Text shown:
Zinc
metalloproteins are ubiquitous, with protein zinc centers
of structural and functional importance, involved in interactions
with ligands and substrates and often of pharmacological interest.
Biomolecular simulations are increasingly prominent in investigations
of protein structure, dynamics, ligand interactions, and catalysis,
but zinc poses a particular challenge, in part because of its versatile,
flexible coordination. A computational workflow generating reliable
models of ligand complexes of biological zinc centers would find broad
application. Here, we evaluate the ability of alternative treatments,
using (nonbonded) molecular mechanics (MM) and quantum mechanics/molecular
mechanics (QM/MM) at semiempirical (DFTB3) and density functional
theory (DFT) levels of theory, to describe the zinc centers of ligand
complexes of six metalloenzyme systems differing in coordination geometries,
zinc stoichiometries (mono- and dinuclear), and the nature of interacting
groups (specifically the presence of zinc–sulfur interactions).

Available data:
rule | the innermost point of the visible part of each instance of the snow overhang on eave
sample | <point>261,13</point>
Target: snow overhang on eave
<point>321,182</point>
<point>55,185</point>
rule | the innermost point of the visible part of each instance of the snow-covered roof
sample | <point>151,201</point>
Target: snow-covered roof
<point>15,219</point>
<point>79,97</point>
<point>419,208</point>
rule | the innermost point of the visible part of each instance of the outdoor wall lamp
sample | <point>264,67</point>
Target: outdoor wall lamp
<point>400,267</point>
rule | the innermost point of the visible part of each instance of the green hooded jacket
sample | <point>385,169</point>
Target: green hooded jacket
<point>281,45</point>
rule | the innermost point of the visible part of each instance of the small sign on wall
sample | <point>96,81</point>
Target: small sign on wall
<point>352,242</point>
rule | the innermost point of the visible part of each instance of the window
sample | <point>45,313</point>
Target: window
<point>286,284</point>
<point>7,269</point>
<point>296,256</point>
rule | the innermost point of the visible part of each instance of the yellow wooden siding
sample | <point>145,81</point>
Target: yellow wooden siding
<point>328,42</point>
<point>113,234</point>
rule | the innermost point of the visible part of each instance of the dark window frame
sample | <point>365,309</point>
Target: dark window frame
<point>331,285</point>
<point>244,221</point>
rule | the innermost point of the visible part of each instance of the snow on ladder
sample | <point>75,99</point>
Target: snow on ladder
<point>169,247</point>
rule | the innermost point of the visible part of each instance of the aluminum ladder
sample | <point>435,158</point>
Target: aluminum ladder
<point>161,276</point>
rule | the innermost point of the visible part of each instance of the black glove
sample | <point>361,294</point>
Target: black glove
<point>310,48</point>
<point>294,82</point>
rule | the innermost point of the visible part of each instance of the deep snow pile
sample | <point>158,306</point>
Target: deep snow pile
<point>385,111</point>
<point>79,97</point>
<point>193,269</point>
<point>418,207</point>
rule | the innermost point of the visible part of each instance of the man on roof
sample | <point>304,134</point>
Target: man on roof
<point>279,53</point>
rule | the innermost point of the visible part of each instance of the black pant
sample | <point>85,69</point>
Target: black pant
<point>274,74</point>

What you will do:
1 > In the text on zinc metalloproteins, how many metalloenzyme systems have their zinc centers evaluated?
2 > Extend the text on zinc metalloproteins with the passage that follows its final sentence.
The data have nothing to do with the text on zinc metalloproteins.

Solved tasks:
1 > Six metalloenzyme systems.

2 >
MM molecular dynamics (MD) simulations can overfavor octahedral geometries,
introducing additional water molecules to the zinc coordination shell,
but this can be rectified by subsequent semiempirical (DFTB3) QM/MM
MD simulations. B3LYP/MM geometry optimization further improved the
accuracy of the description of coordination distances, with the overall
effectiveness of the approach depending upon factors, including the
presence of zinc–sulfur interactions that are less well described
by semiempirical methods. We describe a workflow comprising QM/MM
MD using DFTB3 followed by QM/MM geometry optimization using DFT (e.g.,
B3LYP) that well describes our set of zinc metalloenzyme complexes
and is likely to be suitable for creating accurate models of zinc
protein complexes when structural information is more limited.